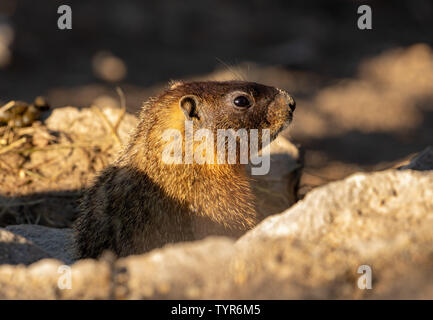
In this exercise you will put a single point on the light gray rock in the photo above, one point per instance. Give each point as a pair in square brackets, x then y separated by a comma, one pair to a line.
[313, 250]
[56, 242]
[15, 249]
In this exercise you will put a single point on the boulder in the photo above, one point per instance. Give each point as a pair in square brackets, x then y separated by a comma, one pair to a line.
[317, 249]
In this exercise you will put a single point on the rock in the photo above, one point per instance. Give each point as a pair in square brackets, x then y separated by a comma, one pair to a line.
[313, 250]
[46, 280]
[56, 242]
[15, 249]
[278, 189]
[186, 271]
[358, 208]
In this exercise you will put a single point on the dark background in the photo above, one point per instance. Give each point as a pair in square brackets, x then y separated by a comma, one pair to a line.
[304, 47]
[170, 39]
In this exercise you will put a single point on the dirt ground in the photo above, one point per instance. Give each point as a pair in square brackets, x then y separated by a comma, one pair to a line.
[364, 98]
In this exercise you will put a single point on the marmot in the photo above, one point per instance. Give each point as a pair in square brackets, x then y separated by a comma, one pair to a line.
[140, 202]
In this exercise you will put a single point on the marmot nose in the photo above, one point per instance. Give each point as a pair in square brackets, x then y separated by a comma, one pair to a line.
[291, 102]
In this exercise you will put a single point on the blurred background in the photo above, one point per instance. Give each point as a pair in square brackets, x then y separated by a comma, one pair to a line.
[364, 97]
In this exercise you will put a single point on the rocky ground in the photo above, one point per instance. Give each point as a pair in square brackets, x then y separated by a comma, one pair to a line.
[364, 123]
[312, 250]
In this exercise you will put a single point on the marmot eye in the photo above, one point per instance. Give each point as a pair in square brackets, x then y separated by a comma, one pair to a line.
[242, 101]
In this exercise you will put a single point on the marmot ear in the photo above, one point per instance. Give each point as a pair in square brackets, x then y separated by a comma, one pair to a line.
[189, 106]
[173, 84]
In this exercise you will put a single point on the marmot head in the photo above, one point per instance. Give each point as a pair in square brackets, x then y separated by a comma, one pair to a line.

* * *

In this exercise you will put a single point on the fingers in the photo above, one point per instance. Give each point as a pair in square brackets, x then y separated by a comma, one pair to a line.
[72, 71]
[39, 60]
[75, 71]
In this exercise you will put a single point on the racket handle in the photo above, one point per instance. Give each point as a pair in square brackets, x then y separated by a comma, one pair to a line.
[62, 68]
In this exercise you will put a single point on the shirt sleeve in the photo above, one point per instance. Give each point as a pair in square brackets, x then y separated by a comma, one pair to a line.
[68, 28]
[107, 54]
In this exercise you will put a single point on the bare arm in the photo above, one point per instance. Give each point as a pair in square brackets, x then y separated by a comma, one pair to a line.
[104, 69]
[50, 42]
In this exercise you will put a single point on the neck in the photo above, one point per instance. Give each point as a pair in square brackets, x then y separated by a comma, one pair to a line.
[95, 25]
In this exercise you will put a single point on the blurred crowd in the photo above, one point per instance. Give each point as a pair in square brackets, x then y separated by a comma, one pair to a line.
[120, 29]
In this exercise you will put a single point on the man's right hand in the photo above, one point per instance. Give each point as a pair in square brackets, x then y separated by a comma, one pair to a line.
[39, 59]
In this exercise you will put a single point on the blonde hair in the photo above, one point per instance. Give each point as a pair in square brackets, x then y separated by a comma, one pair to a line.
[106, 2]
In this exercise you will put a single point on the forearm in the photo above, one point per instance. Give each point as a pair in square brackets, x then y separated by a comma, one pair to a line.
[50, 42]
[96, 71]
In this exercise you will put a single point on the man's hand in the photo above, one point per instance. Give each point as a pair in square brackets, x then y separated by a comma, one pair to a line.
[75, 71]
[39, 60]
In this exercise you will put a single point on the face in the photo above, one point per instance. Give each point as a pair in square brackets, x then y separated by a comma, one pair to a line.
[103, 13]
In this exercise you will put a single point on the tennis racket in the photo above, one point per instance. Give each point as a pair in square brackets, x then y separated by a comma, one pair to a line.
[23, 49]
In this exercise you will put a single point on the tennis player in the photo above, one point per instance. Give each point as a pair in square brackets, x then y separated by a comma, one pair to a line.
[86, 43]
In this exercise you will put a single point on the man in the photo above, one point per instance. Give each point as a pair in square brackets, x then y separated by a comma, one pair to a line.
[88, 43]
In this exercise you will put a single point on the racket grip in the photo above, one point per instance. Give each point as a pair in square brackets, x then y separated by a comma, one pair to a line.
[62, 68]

---

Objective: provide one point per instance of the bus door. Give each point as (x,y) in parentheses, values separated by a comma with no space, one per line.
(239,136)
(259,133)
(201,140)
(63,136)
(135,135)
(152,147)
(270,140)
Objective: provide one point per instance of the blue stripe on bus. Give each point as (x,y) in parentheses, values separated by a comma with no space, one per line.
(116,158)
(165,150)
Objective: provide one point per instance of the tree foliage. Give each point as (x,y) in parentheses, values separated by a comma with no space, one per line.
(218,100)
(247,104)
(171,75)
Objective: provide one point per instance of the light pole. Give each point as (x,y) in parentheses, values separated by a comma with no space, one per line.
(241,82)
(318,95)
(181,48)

* DIE AUFGABE: Finde in den Daten oben jede Zeile, in der das Wort „light“ vorkommt, und kopiere sie vollständig. Dabei zählt die Groß- und Kleinschreibung.

* LÖSUNG ZUR AUFGABE:
In this exercise you will put a single point on the light gray rock in the photo above, one point per instance. Give each point as a pair in square brackets, x then y separated by a comma, one pair to a line.
Objective: provide one point per instance of the light pole. Give each point as (x,y) in parentheses, values separated by a comma with no space, one per line.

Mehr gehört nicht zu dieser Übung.